- [MATERIALS PROVIDED]
┄┄┄┄┄┄┄┄┄┄
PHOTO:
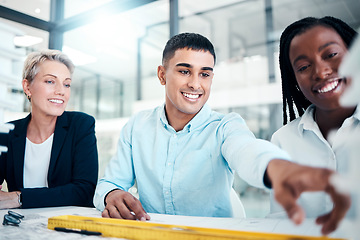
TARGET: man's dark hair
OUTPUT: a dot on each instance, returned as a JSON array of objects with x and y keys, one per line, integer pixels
[
  {"x": 192, "y": 41},
  {"x": 290, "y": 88}
]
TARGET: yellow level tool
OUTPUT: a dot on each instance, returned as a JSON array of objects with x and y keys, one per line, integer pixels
[{"x": 138, "y": 230}]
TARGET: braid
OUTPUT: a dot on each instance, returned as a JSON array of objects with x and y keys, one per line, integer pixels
[{"x": 290, "y": 89}]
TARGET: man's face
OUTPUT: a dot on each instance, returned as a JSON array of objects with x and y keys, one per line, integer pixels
[{"x": 187, "y": 77}]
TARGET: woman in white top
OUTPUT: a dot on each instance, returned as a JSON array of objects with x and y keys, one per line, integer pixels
[
  {"x": 311, "y": 51},
  {"x": 52, "y": 155}
]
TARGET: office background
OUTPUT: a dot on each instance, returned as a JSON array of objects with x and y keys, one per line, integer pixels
[{"x": 117, "y": 45}]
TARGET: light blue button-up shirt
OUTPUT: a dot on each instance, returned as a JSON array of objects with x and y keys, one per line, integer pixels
[{"x": 189, "y": 172}]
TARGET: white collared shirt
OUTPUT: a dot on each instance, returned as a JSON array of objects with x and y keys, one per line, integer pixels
[
  {"x": 36, "y": 163},
  {"x": 306, "y": 145}
]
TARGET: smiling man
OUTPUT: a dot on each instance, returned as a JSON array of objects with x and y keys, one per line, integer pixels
[{"x": 182, "y": 154}]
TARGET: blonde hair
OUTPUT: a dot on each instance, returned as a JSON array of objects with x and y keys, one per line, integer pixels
[{"x": 31, "y": 65}]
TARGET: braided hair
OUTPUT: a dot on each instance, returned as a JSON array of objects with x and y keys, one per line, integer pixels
[{"x": 291, "y": 92}]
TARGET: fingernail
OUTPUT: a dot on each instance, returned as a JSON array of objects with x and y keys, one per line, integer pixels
[{"x": 296, "y": 218}]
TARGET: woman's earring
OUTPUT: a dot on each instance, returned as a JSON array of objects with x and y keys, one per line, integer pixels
[{"x": 28, "y": 96}]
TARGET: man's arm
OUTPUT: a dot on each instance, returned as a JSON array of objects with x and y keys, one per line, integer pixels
[{"x": 289, "y": 180}]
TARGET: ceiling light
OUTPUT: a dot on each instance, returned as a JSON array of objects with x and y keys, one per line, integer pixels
[{"x": 26, "y": 40}]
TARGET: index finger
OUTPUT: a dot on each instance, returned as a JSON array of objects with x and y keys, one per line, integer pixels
[{"x": 137, "y": 210}]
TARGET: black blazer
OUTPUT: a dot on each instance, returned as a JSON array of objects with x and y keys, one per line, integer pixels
[{"x": 73, "y": 168}]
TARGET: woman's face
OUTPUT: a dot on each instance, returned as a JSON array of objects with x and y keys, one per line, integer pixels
[
  {"x": 50, "y": 89},
  {"x": 315, "y": 56}
]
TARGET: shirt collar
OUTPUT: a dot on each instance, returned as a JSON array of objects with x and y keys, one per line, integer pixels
[
  {"x": 307, "y": 121},
  {"x": 197, "y": 120}
]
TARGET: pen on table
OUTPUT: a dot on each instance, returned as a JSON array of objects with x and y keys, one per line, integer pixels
[{"x": 72, "y": 230}]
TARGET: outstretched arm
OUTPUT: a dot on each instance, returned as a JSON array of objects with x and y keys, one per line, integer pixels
[{"x": 289, "y": 180}]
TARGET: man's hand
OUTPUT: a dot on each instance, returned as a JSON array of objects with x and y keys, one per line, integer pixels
[
  {"x": 289, "y": 180},
  {"x": 121, "y": 204}
]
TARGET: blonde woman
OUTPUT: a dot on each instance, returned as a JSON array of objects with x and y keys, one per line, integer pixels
[{"x": 52, "y": 155}]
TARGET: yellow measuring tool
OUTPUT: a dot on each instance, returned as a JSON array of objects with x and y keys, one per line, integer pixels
[{"x": 138, "y": 230}]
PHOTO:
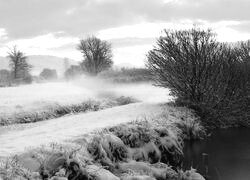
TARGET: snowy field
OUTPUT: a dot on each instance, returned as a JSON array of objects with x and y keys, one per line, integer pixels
[
  {"x": 15, "y": 138},
  {"x": 39, "y": 96}
]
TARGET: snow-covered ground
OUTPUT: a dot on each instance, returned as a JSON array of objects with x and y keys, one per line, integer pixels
[{"x": 15, "y": 138}]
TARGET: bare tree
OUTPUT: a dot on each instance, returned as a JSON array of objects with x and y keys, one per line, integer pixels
[
  {"x": 18, "y": 64},
  {"x": 97, "y": 55}
]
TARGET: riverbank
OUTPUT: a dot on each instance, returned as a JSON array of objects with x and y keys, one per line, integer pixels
[{"x": 148, "y": 148}]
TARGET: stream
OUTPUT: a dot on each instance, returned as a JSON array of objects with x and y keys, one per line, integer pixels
[{"x": 225, "y": 155}]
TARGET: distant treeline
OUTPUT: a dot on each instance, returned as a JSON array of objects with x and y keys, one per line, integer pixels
[{"x": 211, "y": 77}]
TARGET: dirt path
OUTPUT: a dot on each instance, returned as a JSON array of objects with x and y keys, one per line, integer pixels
[{"x": 14, "y": 139}]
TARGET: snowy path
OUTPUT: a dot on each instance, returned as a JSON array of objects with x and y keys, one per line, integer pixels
[{"x": 15, "y": 140}]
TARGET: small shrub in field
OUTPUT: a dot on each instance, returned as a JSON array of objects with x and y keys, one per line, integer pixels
[
  {"x": 108, "y": 148},
  {"x": 210, "y": 77}
]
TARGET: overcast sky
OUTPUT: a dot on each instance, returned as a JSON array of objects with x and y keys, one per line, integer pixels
[{"x": 54, "y": 27}]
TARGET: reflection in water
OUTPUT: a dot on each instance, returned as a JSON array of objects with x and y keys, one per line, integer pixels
[{"x": 226, "y": 153}]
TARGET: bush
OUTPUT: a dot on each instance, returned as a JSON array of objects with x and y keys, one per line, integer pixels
[
  {"x": 212, "y": 78},
  {"x": 48, "y": 74}
]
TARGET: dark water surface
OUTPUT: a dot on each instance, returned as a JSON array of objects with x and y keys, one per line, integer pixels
┄┄┄┄┄┄┄┄┄┄
- [EXERCISE] Using the material above, extract the line that contains "TARGET: riverbank" and every line after it, exactly as given; stop at the last line.

- [REPLY]
TARGET: riverbank
OUTPUT: a dot on each instance, returned as a JSON array of objects with x and y keys, one per line, integer pixels
[{"x": 148, "y": 148}]
TARGET: stream
OUTPUT: a dot on each instance, returned as a JSON array of objects with x and y keys, one per line, integer pixels
[{"x": 225, "y": 155}]
TARGET: distant treeline
OUTPUT: a dot on each instance, returned as a JSON array of objects with x and y keys, one per line, integer pixels
[{"x": 211, "y": 77}]
TARGET: dirt path
OUTPUT: a dot on each instance, returned as a JSON array of objects with x and y keys, one per line, integer pixels
[{"x": 14, "y": 139}]
TARGET: snowy path
OUTPUT: a dot on each instance, returned as a JSON array of objects with x and y keys, one per line, integer pixels
[{"x": 15, "y": 140}]
TARGET: small shrub in field
OUTPUT: a dot on each instance, returned as a JSON array of objects with x and y keys, one per line, integer pixels
[
  {"x": 108, "y": 148},
  {"x": 210, "y": 77}
]
TARGET: overcast sky
OUTPUT: a dot on each instance, returned as a JSON array of objects with x and y keys, one per line, integer pixels
[{"x": 54, "y": 27}]
TARGET: reflection in water
OUTPUT: a dot on each instance, returned as a JSON array of objects with x and y keys, one per line, integer pixels
[{"x": 226, "y": 153}]
TARGET: bush
OUTPUT: a dot on each instance, returned as a JSON array of objects with x and y keys, one per line, integer pixels
[
  {"x": 212, "y": 78},
  {"x": 48, "y": 74}
]
TARGET: dark water surface
OUTPUT: a dot on each instance, returned as a JSON array of objects with x and y keys, one per line, integer pixels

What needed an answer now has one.